---------- DATA SUPPLIED ----------
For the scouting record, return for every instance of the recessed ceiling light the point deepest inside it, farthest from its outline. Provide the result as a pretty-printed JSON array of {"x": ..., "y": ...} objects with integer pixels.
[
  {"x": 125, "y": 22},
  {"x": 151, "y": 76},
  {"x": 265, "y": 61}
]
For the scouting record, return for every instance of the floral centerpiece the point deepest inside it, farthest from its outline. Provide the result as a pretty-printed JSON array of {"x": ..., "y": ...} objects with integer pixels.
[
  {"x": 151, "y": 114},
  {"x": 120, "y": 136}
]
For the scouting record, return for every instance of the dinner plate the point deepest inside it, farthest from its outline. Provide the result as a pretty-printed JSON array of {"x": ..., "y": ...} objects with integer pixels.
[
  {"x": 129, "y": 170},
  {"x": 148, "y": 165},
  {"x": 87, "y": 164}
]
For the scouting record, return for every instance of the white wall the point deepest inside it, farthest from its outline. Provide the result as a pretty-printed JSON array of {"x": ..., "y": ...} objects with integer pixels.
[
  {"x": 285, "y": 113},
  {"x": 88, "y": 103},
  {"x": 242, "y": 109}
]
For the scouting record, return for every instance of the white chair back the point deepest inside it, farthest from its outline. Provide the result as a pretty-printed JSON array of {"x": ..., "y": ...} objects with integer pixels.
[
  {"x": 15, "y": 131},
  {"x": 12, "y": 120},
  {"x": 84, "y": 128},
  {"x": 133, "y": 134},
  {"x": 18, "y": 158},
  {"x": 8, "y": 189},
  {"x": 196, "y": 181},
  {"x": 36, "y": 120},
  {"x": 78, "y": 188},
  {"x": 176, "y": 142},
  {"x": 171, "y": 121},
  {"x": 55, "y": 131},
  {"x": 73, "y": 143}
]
----------
> EXERCISE REQUIREMENTS
Render all of the entries above as a Markdown table with two columns, "Row" for a running line number and "Line" for the text of that line, leaving out blank lines.

> OUTPUT FOR THIS TASK
| Row | Line |
|---|---|
| 1 | For the scouting record, return for every instance of the recessed ceiling light the point deepest inside it, farthest from its outline. Provide the result as a pretty-printed JSON array of {"x": ..., "y": ...} objects with integer pixels. |
| 2 | [ |
| 3 |   {"x": 125, "y": 22}, |
| 4 |   {"x": 151, "y": 76}, |
| 5 |   {"x": 265, "y": 61} |
| 6 | ] |
| 7 | For the scouting record, return for every instance of the floral centerpiece the point deepest inside it, farthest from its outline. Provide the result as a pretty-printed JSON array of {"x": ..., "y": ...} objects with integer pixels. |
| 8 | [ |
| 9 |   {"x": 151, "y": 114}, |
| 10 |   {"x": 120, "y": 136} |
| 11 | ] |
| 12 | For the scouting record, return for every instance of the dinner plate the point deepest inside it, farthest from its outline. Provide the result as a pretty-printed JSON array of {"x": ..., "y": ...} objects with integer pixels. |
| 13 | [ |
| 14 |   {"x": 129, "y": 170}, |
| 15 |   {"x": 148, "y": 165}, |
| 16 |   {"x": 87, "y": 164} |
| 17 | ] |
| 18 | For the scouting record, return for every instance of the white wall the point deepest inside it, farthest from its outline. Provide the result as a pretty-printed JSON array of {"x": ..., "y": ...} objects with integer pixels. |
| 19 | [ |
| 20 |   {"x": 285, "y": 113}, |
| 21 |   {"x": 88, "y": 103}, |
| 22 |   {"x": 242, "y": 109} |
| 23 | ] |
| 24 | For the scouting record, return for every instance of the white chair back the point deepest inside it, farthest from its outline. Provide the result as a pretty-printed JSON array of {"x": ..., "y": ...} objects with integer pixels. |
| 25 | [ |
| 26 |   {"x": 15, "y": 131}, |
| 27 |   {"x": 12, "y": 120}, |
| 28 |   {"x": 84, "y": 128}, |
| 29 |   {"x": 133, "y": 134}, |
| 30 |   {"x": 18, "y": 158}, |
| 31 |   {"x": 8, "y": 189}, |
| 32 |   {"x": 196, "y": 181}, |
| 33 |   {"x": 36, "y": 120}, |
| 34 |   {"x": 78, "y": 188}, |
| 35 |   {"x": 176, "y": 142}, |
| 36 |   {"x": 171, "y": 121}, |
| 37 |   {"x": 55, "y": 131}, |
| 38 |   {"x": 73, "y": 143} |
| 39 | ] |